TASK TO COMPLETE: Print the line that contains "straw in the photo above." and every line after it through the last line of the records below, exactly as written and nothing else.

MATERIAL FOR THE TASK:
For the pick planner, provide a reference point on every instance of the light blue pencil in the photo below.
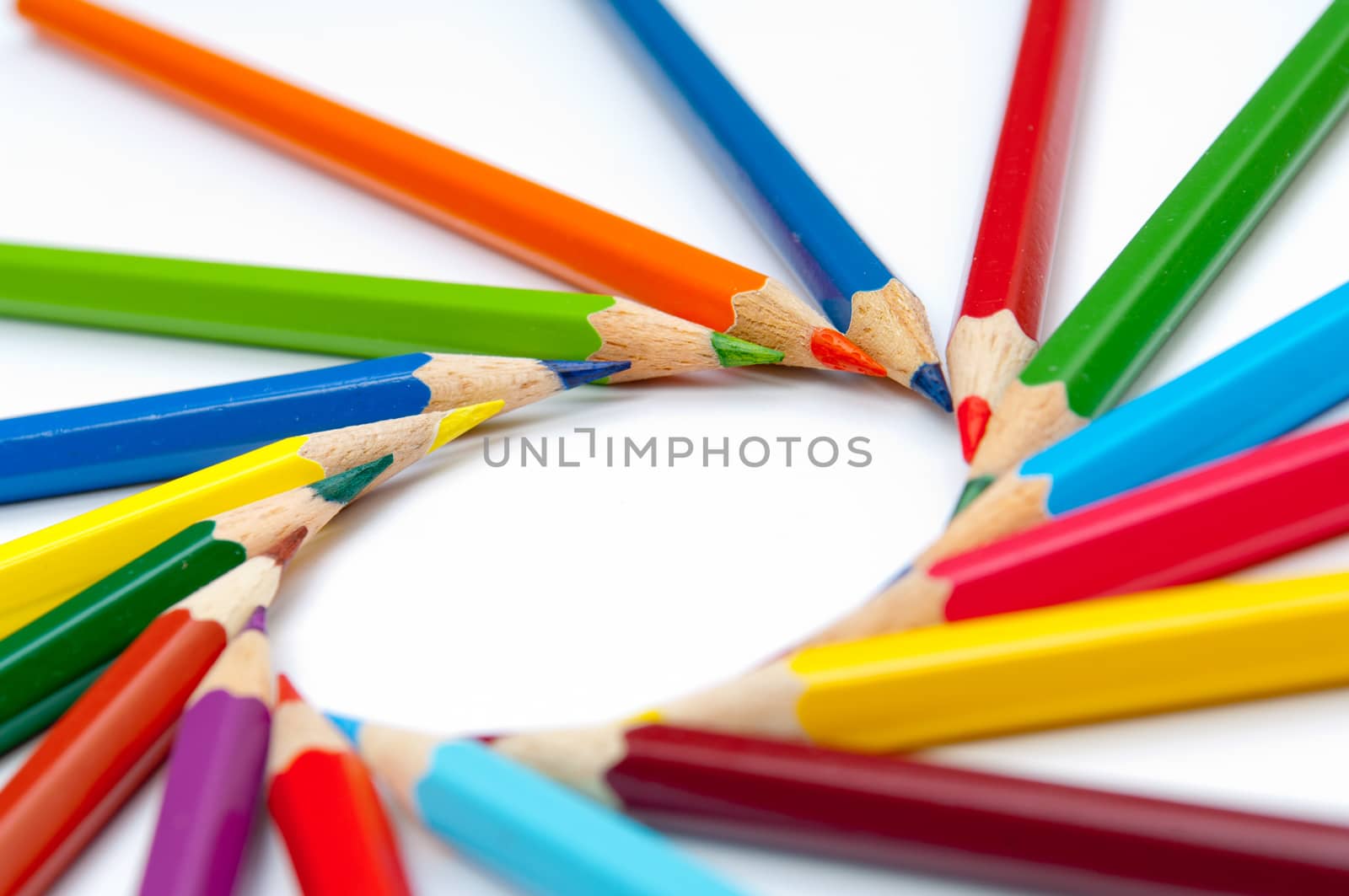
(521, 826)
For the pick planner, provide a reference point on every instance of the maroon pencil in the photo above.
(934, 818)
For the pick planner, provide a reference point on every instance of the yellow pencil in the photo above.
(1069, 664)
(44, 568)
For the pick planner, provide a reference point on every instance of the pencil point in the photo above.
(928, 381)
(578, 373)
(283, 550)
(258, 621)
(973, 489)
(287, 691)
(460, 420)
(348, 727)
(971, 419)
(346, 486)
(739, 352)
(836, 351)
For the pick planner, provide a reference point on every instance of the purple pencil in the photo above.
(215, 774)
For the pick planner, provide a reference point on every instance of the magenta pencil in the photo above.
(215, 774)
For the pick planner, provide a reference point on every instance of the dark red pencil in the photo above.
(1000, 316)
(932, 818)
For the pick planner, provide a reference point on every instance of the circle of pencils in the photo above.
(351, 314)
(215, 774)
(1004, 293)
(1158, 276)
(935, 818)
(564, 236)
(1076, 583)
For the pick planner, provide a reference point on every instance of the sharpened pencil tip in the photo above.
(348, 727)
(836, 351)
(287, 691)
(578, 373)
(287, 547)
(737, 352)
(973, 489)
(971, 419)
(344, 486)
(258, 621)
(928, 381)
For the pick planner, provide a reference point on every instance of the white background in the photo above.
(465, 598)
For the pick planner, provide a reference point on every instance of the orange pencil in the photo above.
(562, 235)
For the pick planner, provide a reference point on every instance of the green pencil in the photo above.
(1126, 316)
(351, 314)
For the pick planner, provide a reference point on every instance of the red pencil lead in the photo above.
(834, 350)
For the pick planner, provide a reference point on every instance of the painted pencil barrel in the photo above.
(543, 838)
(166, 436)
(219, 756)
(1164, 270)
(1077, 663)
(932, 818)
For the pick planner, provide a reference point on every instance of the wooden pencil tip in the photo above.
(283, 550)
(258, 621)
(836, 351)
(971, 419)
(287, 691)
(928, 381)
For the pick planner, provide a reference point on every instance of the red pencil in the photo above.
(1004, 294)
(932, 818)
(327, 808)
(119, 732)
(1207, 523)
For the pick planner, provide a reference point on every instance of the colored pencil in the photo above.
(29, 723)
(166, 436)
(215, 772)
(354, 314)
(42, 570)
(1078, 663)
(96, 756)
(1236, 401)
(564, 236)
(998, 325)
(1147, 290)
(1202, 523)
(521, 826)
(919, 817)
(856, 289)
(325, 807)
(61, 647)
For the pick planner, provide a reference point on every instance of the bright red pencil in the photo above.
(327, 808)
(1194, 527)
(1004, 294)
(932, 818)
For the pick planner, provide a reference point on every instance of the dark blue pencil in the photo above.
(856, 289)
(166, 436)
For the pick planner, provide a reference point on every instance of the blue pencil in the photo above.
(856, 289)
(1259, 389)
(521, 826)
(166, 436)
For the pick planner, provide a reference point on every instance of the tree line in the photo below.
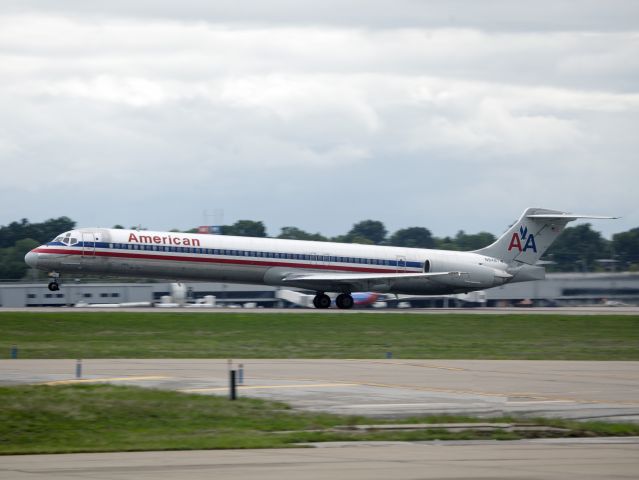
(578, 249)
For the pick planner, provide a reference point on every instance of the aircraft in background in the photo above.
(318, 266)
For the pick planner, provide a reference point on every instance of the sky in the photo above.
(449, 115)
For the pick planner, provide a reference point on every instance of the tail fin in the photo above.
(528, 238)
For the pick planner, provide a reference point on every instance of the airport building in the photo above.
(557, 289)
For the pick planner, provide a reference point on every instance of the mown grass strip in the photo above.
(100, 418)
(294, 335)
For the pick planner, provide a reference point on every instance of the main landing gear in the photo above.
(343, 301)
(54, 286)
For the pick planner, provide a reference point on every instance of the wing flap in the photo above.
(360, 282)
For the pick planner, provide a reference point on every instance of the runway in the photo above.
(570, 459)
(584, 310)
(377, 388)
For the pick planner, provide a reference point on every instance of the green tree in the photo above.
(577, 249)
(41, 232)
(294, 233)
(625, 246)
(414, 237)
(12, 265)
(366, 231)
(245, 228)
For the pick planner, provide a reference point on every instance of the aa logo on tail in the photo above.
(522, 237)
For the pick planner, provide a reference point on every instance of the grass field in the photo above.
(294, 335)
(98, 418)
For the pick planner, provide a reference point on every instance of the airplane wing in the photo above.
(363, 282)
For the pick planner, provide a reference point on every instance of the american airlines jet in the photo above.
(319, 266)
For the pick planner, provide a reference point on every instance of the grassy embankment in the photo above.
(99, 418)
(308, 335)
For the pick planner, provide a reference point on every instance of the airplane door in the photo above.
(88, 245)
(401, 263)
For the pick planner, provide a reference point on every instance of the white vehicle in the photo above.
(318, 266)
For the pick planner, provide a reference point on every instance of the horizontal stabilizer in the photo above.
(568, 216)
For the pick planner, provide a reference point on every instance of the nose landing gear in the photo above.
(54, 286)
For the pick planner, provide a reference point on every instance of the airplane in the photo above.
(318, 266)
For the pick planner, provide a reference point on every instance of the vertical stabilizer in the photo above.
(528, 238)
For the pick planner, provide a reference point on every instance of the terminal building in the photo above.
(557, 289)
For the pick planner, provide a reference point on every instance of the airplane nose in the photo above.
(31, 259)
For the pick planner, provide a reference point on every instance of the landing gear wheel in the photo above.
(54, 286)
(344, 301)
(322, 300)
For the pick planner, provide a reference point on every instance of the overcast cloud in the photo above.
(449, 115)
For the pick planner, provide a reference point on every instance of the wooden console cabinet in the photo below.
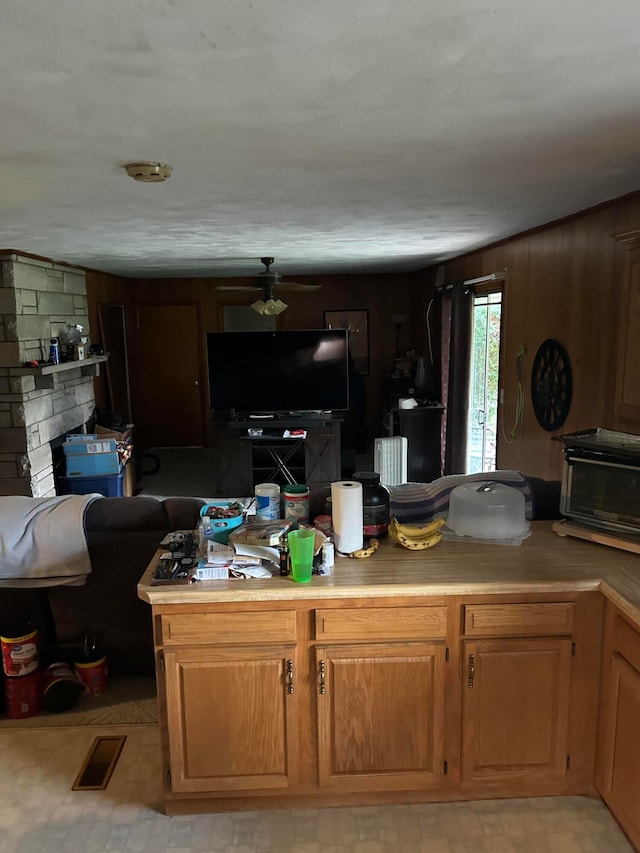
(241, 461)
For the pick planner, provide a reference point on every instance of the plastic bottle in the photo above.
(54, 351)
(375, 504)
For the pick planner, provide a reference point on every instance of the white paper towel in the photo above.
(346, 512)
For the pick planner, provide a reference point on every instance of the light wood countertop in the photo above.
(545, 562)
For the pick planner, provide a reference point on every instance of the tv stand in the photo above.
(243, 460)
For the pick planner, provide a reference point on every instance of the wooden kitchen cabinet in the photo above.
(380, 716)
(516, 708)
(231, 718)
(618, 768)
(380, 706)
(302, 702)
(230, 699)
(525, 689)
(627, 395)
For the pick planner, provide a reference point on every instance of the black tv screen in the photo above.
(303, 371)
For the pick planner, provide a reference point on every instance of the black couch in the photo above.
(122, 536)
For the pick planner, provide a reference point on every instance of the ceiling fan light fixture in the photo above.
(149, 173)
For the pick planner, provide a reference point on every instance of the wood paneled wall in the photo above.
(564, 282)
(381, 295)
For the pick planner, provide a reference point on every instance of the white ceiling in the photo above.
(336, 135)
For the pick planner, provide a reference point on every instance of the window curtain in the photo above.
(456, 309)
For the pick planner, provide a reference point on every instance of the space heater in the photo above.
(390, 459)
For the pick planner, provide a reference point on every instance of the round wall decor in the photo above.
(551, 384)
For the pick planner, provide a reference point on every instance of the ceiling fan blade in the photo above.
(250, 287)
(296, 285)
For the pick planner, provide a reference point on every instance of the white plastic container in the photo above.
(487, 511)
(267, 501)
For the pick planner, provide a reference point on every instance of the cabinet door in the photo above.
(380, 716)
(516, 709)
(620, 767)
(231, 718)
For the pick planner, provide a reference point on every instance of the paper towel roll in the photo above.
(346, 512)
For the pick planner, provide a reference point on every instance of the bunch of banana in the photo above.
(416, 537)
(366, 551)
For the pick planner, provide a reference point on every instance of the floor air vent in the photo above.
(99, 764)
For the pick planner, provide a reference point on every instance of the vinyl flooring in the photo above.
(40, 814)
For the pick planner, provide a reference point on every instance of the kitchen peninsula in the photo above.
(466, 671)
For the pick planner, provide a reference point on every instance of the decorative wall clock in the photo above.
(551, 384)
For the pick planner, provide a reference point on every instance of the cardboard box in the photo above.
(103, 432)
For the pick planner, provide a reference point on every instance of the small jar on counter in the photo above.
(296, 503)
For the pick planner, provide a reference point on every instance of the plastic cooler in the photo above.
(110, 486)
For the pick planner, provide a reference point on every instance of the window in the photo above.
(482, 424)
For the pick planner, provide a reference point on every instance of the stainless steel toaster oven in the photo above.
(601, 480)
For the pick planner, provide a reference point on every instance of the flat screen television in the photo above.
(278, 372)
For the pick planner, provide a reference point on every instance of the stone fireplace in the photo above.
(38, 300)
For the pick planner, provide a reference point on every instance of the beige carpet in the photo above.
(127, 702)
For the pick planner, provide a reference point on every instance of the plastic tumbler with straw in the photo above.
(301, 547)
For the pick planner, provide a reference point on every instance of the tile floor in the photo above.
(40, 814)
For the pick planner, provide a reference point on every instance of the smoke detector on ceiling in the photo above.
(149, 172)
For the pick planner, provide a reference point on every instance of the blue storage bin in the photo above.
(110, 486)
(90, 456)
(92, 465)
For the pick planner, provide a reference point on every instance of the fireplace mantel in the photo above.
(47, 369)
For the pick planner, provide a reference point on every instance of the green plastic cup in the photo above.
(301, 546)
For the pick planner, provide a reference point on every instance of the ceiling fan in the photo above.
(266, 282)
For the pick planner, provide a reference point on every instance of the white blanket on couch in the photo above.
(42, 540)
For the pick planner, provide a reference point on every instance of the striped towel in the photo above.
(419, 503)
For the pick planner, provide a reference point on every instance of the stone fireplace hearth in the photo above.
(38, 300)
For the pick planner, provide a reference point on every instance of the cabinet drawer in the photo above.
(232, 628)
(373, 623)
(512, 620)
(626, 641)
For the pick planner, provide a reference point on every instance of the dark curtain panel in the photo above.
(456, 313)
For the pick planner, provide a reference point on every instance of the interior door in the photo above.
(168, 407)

EXERCISE ANSWER:
For the pick planner, provide a reference point on every instance of the plastic tumbler with straw in the photo above.
(301, 547)
For the pick planner, provide a reference point on every instance of the tile floor in the photo above.
(40, 814)
For the pick planner, provide a reference point on every instance of the smoke detector on ceiling in the photo above.
(149, 172)
For the pick planner, provide a reference point on every instance of the blue storage bin in the photo above.
(110, 486)
(90, 456)
(92, 465)
For the pick planner, provide a reference point on every instance of the fireplace mantel in the photo above.
(47, 369)
For the pick planner, provide a reference point on every instance of the green plastic cup in the photo above.
(301, 546)
For the pick planner, provide a reference point on every instance of the ceiling fan in the photo above.
(266, 282)
For the pick planner, provide a reference point on every instance of the white blanket on couch in the photo above.
(42, 540)
For the pick planner, provide a reference point on every instance of the striped towel in the photo above.
(419, 503)
For the pick planner, provide a reference point on every instance of the stone fireplace hearth in the photo above.
(38, 300)
For the pick planner, provide a reference point on every instance of the cabinet drawer in the photo above.
(232, 628)
(373, 623)
(512, 620)
(626, 641)
For the pick planner, provide a reference point on every instance of the dark curtain panel in the photo above.
(456, 313)
For the pick planner, provide a reference point on every instance of the interior door in the photo above.
(168, 407)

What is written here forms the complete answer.